We’ve been porting my old material over to our new website in construction, and sometimes I come across a blast from the past. Here’s a story of a kind now rarely written, about a kind of event now rarely held. It was new ground for me; I’d been the paper’s film critic for less than three months.

by Roger Ebert / June 25, 1967

“You don’t, ah, know anything about a race where you balance beans on a knife, do you?”

Barry Lorie wanted to know. Columbia Pictures had flown him in from Denver to run the whole world premiere and now here he was without any picnic rules.

“You wouldn’t get very far with round beans,” said Tom Gorman, the public relations man from Balaban & Katz. “Navy beans, maybe . . .”

“What we gotta get is somebody who knows how to run a picnic,” Lorie said. “You guys know anything about running a picnic?”

“We were thinking maybe we could get somebody from the Park District,” Gorman said. “Or some disk jockeys.”

“You know what I think?” said Lorie. “I think this whole country is a full generation away from an old-fashioned American picnic. We’re going to go out there and bomb. The kids won’t even know what a sack race is.”

“We’ll get somebody to run the races,” Gorman said. “You leave that to us.”

> _Dataset content_:
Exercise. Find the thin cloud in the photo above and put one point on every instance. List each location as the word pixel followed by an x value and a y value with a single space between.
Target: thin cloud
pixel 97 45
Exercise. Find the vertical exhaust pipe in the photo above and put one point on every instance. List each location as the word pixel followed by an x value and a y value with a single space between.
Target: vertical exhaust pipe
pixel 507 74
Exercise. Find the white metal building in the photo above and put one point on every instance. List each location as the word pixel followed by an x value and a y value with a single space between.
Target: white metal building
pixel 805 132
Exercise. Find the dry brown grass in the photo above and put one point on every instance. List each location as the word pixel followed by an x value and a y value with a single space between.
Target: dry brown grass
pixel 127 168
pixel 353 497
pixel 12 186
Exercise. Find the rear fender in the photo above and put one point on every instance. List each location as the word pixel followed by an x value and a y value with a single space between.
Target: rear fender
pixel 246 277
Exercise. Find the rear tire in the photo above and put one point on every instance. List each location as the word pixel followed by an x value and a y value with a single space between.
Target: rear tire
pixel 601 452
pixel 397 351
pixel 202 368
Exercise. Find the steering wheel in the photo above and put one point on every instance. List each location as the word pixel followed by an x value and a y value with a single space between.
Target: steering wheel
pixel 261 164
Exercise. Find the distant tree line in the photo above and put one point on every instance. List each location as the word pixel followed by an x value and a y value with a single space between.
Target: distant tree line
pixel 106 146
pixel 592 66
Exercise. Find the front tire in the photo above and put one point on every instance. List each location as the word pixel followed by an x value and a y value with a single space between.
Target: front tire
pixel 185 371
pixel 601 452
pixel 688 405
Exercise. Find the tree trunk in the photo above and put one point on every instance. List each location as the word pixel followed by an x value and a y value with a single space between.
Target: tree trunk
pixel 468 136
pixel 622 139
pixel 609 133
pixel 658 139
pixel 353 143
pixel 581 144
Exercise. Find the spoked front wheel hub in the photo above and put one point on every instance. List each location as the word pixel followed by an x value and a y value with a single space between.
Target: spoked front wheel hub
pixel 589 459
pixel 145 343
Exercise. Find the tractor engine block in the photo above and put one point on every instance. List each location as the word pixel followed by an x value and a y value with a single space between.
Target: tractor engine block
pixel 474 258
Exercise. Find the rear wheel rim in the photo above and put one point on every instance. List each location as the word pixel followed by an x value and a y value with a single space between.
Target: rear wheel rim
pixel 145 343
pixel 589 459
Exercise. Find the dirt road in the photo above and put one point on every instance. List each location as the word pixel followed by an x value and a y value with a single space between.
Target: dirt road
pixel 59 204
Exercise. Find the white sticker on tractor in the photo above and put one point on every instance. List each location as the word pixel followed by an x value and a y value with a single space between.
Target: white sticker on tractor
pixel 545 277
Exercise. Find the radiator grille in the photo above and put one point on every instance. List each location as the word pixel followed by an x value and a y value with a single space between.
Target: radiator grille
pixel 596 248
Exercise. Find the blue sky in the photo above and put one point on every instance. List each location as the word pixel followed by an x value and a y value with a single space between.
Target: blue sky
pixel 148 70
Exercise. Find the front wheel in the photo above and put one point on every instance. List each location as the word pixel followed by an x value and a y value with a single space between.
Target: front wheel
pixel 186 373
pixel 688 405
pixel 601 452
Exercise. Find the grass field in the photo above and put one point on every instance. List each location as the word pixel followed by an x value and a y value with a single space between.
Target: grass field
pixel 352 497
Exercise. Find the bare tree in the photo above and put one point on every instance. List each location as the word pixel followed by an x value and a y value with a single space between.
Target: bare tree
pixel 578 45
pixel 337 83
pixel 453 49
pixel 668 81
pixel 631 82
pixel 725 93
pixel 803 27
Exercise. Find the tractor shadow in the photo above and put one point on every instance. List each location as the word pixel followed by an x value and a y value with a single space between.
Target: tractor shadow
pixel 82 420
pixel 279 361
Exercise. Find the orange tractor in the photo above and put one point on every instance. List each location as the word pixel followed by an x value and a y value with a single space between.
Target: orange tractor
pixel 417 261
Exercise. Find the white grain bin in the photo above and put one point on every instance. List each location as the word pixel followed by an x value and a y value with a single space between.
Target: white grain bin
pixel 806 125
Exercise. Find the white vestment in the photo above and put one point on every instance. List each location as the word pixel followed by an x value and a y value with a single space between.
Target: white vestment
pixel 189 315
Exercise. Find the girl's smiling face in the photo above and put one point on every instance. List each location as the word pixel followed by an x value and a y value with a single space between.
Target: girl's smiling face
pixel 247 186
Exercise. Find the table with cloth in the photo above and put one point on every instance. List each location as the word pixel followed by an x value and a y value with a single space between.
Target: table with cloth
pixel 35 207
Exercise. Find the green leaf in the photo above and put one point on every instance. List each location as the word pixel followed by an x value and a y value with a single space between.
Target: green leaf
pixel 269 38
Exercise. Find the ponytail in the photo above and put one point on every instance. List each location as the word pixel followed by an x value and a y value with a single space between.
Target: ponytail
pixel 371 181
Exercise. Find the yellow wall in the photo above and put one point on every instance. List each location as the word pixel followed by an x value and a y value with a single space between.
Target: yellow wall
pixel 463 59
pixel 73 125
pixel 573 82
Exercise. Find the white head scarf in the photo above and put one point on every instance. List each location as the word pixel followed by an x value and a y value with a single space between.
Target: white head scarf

> _Your tasks_:
1 > Sum up the picnic story above in two sentences.
2 > In the picnic story, which company flew Barry Lorie in from Denver?
3 > Please carry the picnic story forward, starting right after Gorman's last line.

> _Answers to the tasks_:
1 > While moving old material to a new website, Roger Ebert came across a 1967 story he wrote about a kind of event now rarely held, written when he had been the paper's film critic for less than three months. In it, Barry Lorie, whom Columbia Pictures flew in from Denver to run a world premiere, has no picnic rules and worries that the country is a generation away from an old-fashioned American picnic, while Tom Gorman of Balaban & Katz assures him they will find someone to run the races.

2 > Columbia Pictures.

3 >
This was two weeks ago, right after Lorie got into town to run the world premiere of “Divorce American Style.” World premieres used to be big deals, with proclamations from the mayor and crowds surging against the police lines, but in recent years Hollywood hasn’t very often really exerted itself.

“But this is going to be a big one,” Lorie promised. “This one will be an old-fashioned, all-American premiere. Know what we’ll do?”

“No,” we said.

“Well, Debbie Reynolds will be here, of course. So we thought, the movie is ‘Divorce American Style.’ So why not dream up something to dramatize LIVING American style? Maybe a typical American picnic in a typical Chicago suburb.”

After they had thought of this, Lorie said, Balaban & Katz chartered a plane and he went flying over Chicago, searching from the air for the typical Chicago suburb. Finally, he found it: Winston Hills! Thirty-six minutes southwest of the Loop! Even from the air you could see how typical it was, he said. So the plan was for Debbie to spend last Monday evening at Winston Hills. She would meet a typical family and then attend the typical picnic.

Monday dawned with a clear sky and cooler weather. Lorie and Gorman were up early to drive out to O’Hare in rented limousines – the Lincoln Continental Executive Model for Debbie, a Cadillac for the back-up car.

At 5 p.m. sharp, Debbie and her hairdresser, Sidney Guilaroff, were to leave the Ambassador East for the picnic. But it wasn’t until 5:30 that the limousines finally left.

Debbie and Sidney shared the Lincoln with this
reporter, and Lorie had the Cadillac all to himself. Several photographers were originally scheduled to drive out in the Cadillac, but they decided to take their own cars.

The Continental threaded its way down Michigan Ave. and cut across to Lake Shore.

“I will never survive this picnic,” Debbie said.

“I don’t know why you do it, Debbie, honestly I don’t,” Guilaroff said. “Why you give so much of yourself?”

“I enjoy it, actually,” she said.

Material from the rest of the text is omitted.